**Given problem**. Rewrite the entire listing with every "with a single dot" changed to "with one dot" and everything else left as it is, omitting the pictures.

**Record excerpts**.
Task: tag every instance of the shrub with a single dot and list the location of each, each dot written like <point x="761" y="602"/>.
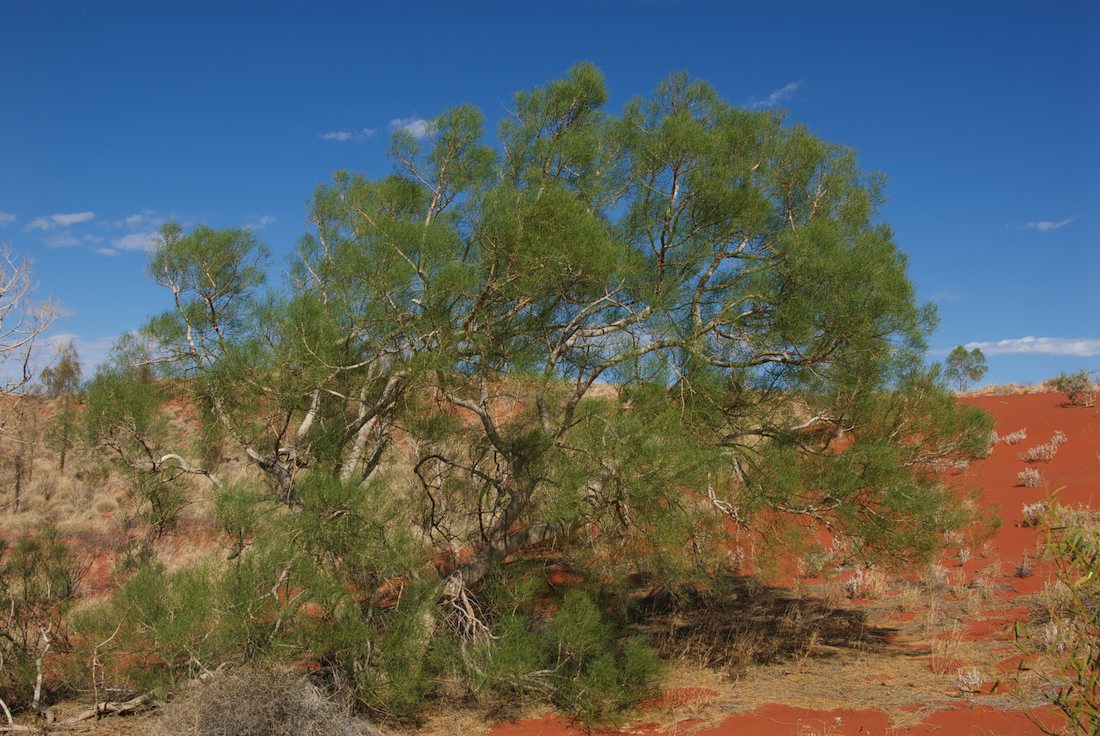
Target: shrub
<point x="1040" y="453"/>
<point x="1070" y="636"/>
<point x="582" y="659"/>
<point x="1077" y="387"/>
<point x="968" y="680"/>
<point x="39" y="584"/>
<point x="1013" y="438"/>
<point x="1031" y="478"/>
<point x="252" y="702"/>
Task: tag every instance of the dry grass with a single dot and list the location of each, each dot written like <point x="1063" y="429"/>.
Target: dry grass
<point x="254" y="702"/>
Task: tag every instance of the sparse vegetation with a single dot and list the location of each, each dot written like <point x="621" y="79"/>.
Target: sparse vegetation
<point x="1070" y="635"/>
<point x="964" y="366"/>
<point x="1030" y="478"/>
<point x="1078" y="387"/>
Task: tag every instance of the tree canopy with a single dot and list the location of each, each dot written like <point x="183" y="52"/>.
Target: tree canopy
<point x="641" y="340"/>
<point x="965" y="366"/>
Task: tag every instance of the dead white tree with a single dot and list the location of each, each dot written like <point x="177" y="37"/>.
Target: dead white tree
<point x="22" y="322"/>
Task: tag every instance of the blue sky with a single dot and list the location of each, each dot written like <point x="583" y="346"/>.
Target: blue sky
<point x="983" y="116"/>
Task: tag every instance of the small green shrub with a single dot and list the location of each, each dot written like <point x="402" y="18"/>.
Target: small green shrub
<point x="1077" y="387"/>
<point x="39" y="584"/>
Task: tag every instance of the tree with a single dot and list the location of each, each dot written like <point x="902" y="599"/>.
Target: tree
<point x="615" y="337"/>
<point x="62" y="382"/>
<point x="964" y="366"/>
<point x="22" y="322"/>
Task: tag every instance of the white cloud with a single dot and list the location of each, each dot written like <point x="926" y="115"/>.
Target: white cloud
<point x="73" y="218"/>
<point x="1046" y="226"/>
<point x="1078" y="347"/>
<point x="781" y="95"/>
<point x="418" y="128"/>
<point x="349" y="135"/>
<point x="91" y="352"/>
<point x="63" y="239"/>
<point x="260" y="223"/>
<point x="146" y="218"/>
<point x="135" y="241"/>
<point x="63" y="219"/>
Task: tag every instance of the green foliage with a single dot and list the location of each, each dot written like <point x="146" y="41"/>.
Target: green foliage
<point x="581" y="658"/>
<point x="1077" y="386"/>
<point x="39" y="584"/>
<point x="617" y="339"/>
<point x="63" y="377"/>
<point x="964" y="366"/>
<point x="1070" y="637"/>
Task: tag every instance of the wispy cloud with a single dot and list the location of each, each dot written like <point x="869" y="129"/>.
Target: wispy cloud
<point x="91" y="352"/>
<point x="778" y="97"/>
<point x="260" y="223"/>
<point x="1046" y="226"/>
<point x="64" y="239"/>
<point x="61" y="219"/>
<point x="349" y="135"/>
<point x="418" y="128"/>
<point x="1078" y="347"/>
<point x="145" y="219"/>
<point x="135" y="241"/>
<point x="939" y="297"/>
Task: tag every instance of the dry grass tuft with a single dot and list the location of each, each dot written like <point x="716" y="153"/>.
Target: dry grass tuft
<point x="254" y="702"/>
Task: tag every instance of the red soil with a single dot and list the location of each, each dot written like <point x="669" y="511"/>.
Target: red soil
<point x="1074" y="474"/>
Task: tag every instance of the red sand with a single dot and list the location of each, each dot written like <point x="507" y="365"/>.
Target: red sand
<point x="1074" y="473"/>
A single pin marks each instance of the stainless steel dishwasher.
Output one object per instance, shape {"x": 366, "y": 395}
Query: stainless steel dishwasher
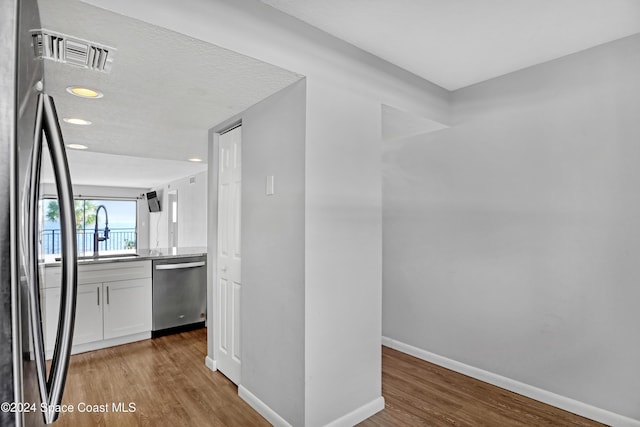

**Complete response**.
Task: tag every instance of the shrub with one dot and list the location of each, each dot written like <point x="761" y="602"/>.
Target: shrub
<point x="1040" y="453"/>
<point x="1070" y="636"/>
<point x="582" y="659"/>
<point x="1077" y="387"/>
<point x="968" y="680"/>
<point x="39" y="584"/>
<point x="1013" y="438"/>
<point x="1031" y="478"/>
<point x="252" y="702"/>
Task: tag every instance of the dry grass with one dot and list the location of each, each dot written like <point x="1063" y="429"/>.
Target: dry grass
<point x="254" y="702"/>
Task: tag every instance of the sparse vegetation with one dot and list the location of each, each dot written like <point x="621" y="79"/>.
Target: sparse vegetation
<point x="1070" y="635"/>
<point x="964" y="366"/>
<point x="1030" y="478"/>
<point x="1078" y="387"/>
Task: tag every instance of the tree canopy with one dot and list the location of each, each dot written like <point x="183" y="52"/>.
Target: tree canopy
<point x="641" y="340"/>
<point x="965" y="366"/>
Task: tag every instance of the dead white tree with one dot and list the location of each, each dot written like <point x="177" y="37"/>.
Target: dead white tree
<point x="22" y="322"/>
Task: tag every instance of the blue sky with one dot and list the location of each, each dot written like <point x="583" y="346"/>.
Target: blue sky
<point x="983" y="116"/>
Task: tag every instance of the small green shrub with one dot and list the location of each, each dot written like <point x="402" y="18"/>.
Target: small green shrub
<point x="1077" y="387"/>
<point x="39" y="584"/>
Task: tag every instance of the tree with one dot and list the location of each, each dot written like <point x="902" y="599"/>.
Target: tree
<point x="615" y="337"/>
<point x="62" y="382"/>
<point x="964" y="366"/>
<point x="22" y="322"/>
Task: tag every instance of the white cloud with one dot and list the location of each, each dot written like <point x="926" y="115"/>.
Target: white cloud
<point x="73" y="218"/>
<point x="1046" y="226"/>
<point x="1078" y="347"/>
<point x="781" y="95"/>
<point x="418" y="128"/>
<point x="349" y="135"/>
<point x="91" y="352"/>
<point x="63" y="239"/>
<point x="260" y="223"/>
<point x="146" y="218"/>
<point x="135" y="241"/>
<point x="63" y="219"/>
Task: tag every instance of the green foliage with one dot and list the location of each, each dot written like <point x="146" y="41"/>.
Target: green foliage
<point x="581" y="658"/>
<point x="1077" y="386"/>
<point x="39" y="584"/>
<point x="617" y="339"/>
<point x="63" y="377"/>
<point x="964" y="366"/>
<point x="1070" y="637"/>
Task: tag every instance of the wispy cloud with one dot and list the location of each, each dot written like <point x="869" y="129"/>.
Target: wispy cloud
<point x="91" y="352"/>
<point x="778" y="97"/>
<point x="260" y="223"/>
<point x="1046" y="226"/>
<point x="64" y="239"/>
<point x="61" y="219"/>
<point x="349" y="135"/>
<point x="418" y="128"/>
<point x="1078" y="347"/>
<point x="145" y="219"/>
<point x="135" y="241"/>
<point x="939" y="297"/>
Task: tag every instance of the dry grass tuft with one dot and list the location of each, each dot written like <point x="716" y="153"/>.
Target: dry grass tuft
<point x="254" y="702"/>
Task: tag every instance of the red soil with one dot and list the location of each, each dot written like <point x="669" y="511"/>.
Target: red soil
<point x="1074" y="474"/>
Task: tag every instance of the red sand with one dot and list the location of each, each dot written like <point x="507" y="365"/>.
Target: red sand
<point x="1074" y="473"/>
A single pin marks each instance of the stainless steel dishwasher.
Output one object per instance, shape {"x": 366, "y": 395}
Query: stainless steel dishwasher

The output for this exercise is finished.